-- OBJECTIVE --
Copy out the entries verbatim, from the line containing "locating the purple" through the line containing "left=97, top=394, right=344, bottom=697", both lines included.

-- SUPPLIED MATERIAL --
** Start **

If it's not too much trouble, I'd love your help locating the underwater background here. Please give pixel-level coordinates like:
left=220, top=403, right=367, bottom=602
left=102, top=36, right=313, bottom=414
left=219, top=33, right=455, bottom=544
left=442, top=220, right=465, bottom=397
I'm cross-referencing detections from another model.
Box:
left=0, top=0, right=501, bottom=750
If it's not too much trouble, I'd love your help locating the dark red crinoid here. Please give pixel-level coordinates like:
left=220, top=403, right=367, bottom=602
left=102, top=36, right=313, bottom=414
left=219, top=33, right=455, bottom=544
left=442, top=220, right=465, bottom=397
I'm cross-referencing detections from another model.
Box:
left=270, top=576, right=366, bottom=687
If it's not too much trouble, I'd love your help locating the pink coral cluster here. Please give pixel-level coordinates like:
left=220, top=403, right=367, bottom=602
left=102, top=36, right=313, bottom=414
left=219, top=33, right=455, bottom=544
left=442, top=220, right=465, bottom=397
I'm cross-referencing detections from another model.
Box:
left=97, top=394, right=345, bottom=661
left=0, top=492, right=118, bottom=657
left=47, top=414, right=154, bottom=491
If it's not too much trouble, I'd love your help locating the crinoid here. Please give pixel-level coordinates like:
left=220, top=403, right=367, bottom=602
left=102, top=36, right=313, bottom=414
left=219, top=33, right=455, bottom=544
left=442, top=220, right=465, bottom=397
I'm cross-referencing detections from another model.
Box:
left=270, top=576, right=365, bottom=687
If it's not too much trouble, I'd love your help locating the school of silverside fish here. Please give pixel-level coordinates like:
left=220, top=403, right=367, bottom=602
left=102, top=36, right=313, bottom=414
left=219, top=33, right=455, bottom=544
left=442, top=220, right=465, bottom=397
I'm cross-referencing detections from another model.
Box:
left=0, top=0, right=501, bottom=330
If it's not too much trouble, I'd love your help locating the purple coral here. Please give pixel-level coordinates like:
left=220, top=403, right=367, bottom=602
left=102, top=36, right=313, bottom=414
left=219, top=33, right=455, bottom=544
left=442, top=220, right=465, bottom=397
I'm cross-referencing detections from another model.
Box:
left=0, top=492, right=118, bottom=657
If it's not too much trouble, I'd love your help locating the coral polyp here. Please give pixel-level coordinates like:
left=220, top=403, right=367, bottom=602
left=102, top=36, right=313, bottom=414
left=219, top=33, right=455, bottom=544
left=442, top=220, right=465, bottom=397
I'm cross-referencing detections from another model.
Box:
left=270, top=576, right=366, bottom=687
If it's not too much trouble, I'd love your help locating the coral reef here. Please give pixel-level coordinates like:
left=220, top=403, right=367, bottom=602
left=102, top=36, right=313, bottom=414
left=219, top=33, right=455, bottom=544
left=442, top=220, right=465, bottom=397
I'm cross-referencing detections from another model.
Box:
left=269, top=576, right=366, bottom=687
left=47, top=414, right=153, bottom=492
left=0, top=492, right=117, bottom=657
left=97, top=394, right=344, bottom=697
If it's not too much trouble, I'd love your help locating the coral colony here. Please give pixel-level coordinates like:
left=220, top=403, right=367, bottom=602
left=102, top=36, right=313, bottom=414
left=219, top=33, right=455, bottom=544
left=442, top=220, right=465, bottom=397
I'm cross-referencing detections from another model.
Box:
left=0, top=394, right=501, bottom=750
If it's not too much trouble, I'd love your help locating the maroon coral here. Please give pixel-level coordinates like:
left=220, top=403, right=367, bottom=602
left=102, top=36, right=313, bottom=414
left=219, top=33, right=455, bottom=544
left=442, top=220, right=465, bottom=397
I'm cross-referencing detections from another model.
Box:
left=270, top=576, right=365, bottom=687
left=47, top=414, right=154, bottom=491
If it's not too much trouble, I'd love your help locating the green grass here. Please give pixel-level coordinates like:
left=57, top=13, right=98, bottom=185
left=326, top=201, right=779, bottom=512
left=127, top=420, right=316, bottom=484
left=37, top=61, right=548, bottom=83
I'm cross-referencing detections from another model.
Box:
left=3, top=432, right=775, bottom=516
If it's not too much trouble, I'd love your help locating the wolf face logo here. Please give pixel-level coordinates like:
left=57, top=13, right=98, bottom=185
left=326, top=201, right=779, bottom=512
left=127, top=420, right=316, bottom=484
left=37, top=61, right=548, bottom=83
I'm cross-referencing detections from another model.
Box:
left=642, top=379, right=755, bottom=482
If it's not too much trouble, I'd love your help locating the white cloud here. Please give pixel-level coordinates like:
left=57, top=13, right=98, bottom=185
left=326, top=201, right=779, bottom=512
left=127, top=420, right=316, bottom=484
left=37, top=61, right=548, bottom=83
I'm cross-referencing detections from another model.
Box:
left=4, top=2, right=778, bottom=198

** End **

-- COMPLETED TASK --
If it's not too much trouble, I'd love your help locating the purple coral here. Please give pixel-level coordinates like:
left=220, top=403, right=367, bottom=602
left=102, top=36, right=313, bottom=414
left=219, top=33, right=455, bottom=544
left=442, top=220, right=465, bottom=397
I'm cross-referencing detections from another model.
Box:
left=0, top=492, right=118, bottom=657
If it's not too much trouble, I'd love your help locating the coral polyp here. Please give pixel-level coordinates like:
left=220, top=403, right=367, bottom=602
left=102, top=36, right=313, bottom=414
left=219, top=33, right=455, bottom=544
left=442, top=220, right=465, bottom=397
I'm cross-referencing detections from another model.
Box:
left=270, top=576, right=366, bottom=687
If it's not too much trouble, I'd love your help locating the coral reef here. Please give pixel-level coordinates like:
left=220, top=403, right=367, bottom=602
left=102, top=36, right=313, bottom=414
left=219, top=33, right=455, bottom=544
left=442, top=220, right=465, bottom=397
I'm cross-referencing detections from another model.
Box:
left=269, top=576, right=366, bottom=687
left=47, top=414, right=153, bottom=492
left=0, top=492, right=117, bottom=657
left=97, top=394, right=344, bottom=697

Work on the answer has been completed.